What is expected:
Every line from the line containing "Practice. Identify the" through the final line below is to be repeated exactly; no other line is.

Stored records:
## Begin

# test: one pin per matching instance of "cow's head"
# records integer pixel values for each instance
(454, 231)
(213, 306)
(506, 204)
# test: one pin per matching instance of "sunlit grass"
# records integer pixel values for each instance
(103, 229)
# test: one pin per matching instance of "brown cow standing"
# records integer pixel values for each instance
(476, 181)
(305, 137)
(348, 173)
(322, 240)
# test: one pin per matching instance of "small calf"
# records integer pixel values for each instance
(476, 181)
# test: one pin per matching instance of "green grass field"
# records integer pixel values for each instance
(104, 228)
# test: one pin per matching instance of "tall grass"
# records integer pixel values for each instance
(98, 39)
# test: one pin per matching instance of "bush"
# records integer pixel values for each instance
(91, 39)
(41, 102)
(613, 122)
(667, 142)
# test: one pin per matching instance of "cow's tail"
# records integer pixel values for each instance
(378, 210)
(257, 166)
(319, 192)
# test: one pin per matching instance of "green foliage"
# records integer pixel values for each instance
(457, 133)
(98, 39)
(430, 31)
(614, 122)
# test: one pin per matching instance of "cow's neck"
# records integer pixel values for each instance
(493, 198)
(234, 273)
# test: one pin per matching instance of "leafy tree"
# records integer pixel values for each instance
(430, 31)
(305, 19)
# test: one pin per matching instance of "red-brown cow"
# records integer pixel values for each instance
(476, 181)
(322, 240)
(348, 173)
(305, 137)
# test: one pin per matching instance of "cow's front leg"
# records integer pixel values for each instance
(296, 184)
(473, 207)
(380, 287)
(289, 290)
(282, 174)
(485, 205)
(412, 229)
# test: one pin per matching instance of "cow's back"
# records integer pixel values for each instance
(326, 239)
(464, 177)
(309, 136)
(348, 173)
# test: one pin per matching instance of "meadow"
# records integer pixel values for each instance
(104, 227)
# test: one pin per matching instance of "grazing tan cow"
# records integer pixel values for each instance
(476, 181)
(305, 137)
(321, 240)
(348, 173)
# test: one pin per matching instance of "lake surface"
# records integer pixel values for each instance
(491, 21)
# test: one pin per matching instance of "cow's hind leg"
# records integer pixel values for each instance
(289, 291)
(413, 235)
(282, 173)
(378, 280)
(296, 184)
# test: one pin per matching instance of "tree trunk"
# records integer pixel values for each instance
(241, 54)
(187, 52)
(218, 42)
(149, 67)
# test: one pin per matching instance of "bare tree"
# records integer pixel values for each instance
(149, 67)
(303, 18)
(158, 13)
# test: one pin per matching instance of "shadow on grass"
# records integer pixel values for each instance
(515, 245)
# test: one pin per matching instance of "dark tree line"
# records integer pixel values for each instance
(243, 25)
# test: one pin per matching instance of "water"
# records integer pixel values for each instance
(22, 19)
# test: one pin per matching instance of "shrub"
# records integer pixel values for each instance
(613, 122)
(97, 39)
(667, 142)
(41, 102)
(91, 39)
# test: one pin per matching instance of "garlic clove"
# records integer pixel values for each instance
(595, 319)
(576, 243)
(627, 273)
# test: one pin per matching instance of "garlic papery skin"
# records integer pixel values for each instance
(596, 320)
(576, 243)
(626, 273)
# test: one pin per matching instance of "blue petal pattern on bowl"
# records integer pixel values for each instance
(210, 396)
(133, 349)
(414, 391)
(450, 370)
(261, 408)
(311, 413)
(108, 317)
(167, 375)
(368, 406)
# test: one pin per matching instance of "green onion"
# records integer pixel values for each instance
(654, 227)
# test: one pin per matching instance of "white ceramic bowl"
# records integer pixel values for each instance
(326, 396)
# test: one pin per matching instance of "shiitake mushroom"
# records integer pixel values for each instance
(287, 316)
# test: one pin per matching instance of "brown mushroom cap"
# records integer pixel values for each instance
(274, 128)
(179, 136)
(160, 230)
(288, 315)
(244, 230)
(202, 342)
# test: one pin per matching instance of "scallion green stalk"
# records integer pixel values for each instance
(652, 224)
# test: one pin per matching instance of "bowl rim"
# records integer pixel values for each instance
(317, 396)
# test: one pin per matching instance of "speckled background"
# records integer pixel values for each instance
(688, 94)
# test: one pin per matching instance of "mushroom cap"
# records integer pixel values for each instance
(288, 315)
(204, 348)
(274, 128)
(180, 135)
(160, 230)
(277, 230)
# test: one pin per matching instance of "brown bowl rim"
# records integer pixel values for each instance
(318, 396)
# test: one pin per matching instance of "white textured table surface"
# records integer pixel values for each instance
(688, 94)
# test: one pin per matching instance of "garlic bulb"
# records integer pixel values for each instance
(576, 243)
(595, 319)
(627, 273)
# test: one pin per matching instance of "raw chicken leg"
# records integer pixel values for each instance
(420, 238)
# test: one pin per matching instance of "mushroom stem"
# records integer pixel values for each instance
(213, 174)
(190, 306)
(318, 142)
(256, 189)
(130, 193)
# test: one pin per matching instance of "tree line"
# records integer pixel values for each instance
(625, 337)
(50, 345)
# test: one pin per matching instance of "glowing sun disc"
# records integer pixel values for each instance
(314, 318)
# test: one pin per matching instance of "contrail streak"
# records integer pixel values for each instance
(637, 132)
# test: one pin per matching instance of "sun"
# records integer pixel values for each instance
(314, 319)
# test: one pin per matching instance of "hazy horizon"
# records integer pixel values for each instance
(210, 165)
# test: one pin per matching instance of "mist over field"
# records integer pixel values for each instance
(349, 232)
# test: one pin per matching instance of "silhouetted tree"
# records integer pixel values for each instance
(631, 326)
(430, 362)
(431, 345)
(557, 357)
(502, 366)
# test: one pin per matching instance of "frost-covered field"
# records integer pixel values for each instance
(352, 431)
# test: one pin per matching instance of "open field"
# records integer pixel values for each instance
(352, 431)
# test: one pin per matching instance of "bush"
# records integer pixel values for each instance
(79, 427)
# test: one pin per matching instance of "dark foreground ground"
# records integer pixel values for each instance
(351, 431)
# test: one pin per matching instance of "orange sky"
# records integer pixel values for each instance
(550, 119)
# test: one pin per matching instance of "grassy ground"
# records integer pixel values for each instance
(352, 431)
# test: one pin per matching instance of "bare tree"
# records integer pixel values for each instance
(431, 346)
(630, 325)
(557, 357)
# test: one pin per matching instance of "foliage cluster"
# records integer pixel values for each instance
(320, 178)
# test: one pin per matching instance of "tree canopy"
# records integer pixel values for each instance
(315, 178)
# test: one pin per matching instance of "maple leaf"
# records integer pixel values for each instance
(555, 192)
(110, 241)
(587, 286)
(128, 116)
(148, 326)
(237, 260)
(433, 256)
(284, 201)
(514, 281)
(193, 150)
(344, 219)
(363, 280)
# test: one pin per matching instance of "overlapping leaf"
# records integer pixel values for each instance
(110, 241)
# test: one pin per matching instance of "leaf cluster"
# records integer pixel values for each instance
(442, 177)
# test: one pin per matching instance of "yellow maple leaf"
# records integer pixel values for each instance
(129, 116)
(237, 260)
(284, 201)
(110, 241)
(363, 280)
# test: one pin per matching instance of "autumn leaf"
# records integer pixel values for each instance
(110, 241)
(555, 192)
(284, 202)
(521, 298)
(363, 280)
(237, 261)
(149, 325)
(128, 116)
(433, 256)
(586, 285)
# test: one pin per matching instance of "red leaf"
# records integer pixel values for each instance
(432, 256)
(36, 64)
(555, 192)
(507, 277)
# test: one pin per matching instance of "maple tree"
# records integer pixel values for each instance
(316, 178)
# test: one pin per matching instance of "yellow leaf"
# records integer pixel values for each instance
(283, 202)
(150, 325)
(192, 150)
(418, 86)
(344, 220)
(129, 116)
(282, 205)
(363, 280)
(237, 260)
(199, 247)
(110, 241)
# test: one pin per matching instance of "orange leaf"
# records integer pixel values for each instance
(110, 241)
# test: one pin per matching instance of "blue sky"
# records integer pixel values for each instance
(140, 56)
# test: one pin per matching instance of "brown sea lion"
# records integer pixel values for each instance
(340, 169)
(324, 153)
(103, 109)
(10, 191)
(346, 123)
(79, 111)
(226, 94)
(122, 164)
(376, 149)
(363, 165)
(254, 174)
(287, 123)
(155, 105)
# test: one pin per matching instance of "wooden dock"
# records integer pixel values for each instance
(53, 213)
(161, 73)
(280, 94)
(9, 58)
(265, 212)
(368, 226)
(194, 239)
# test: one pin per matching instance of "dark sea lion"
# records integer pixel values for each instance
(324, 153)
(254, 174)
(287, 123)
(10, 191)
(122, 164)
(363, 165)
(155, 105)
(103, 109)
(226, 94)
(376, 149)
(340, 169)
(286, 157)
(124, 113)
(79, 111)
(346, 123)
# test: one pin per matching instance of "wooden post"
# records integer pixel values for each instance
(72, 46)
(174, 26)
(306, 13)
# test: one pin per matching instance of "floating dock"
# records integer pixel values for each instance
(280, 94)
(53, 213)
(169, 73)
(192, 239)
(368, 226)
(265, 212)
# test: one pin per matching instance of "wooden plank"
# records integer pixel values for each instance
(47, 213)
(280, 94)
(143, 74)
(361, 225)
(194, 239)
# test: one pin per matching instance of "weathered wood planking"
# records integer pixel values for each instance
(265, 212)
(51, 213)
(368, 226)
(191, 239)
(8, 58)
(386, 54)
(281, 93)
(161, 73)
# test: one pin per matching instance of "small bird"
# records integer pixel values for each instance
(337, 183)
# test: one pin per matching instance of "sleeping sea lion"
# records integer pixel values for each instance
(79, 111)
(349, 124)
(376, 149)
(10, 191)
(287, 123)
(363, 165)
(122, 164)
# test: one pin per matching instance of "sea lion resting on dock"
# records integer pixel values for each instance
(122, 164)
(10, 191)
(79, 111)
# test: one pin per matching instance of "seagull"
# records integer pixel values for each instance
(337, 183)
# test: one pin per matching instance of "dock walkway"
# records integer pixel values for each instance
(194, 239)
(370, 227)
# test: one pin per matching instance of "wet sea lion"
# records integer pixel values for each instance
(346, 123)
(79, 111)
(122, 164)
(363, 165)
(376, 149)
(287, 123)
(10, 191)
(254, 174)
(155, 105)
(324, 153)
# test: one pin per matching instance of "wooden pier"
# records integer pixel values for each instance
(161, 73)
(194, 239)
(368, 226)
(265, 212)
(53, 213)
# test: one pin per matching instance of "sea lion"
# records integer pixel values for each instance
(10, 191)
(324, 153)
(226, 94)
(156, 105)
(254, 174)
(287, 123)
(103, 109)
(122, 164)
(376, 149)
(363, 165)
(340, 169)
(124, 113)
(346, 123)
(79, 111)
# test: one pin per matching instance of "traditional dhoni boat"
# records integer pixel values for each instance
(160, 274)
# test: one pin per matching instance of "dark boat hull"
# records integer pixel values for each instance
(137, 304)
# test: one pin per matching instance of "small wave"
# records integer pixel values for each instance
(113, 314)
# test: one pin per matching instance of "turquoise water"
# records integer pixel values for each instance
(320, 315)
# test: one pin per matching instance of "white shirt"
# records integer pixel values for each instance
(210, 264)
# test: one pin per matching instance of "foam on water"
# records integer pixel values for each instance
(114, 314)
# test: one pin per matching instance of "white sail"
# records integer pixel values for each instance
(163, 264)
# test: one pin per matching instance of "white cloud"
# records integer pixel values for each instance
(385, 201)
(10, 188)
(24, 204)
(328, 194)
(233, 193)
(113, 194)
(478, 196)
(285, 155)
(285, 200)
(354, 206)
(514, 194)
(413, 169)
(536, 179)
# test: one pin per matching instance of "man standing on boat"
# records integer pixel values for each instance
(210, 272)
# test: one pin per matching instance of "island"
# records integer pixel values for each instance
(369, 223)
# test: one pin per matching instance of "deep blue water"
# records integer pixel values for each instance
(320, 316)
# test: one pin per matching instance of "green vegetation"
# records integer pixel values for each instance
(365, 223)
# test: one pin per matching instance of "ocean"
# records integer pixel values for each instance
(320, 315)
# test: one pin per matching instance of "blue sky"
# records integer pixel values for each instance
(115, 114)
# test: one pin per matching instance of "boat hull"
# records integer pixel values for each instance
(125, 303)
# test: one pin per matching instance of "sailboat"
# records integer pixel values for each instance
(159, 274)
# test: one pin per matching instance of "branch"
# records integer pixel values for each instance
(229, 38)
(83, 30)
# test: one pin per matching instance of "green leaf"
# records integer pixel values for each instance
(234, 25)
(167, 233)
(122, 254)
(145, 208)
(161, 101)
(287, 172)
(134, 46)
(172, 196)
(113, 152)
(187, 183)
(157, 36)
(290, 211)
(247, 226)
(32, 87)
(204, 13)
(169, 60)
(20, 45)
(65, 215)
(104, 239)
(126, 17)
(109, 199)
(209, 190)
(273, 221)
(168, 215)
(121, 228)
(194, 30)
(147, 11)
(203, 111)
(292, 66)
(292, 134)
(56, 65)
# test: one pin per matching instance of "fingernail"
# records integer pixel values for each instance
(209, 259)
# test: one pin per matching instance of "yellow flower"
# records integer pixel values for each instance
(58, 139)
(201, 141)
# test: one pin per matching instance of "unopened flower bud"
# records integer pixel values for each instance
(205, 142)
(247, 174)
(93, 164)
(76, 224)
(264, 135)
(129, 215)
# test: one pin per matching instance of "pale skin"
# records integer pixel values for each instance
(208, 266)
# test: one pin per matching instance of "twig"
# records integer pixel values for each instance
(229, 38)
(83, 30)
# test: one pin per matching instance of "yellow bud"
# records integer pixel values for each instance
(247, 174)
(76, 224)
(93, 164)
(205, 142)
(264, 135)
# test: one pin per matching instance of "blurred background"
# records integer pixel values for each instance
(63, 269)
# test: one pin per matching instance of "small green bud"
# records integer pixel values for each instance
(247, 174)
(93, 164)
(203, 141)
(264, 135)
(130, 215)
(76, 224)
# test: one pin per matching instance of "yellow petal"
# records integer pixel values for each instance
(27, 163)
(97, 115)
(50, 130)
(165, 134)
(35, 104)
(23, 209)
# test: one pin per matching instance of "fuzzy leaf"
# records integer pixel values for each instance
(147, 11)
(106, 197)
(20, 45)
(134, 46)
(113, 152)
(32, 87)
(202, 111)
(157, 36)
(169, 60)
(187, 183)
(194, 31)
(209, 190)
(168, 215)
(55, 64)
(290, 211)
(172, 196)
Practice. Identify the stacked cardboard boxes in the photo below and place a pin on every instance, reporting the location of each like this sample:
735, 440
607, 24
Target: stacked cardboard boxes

## End

Final answer:
Practice. Identify the stacked cardboard boxes in the photo below and place a pin on every instance, reporting the location of each like this sample:
735, 440
607, 24
Target: stacked cardboard boxes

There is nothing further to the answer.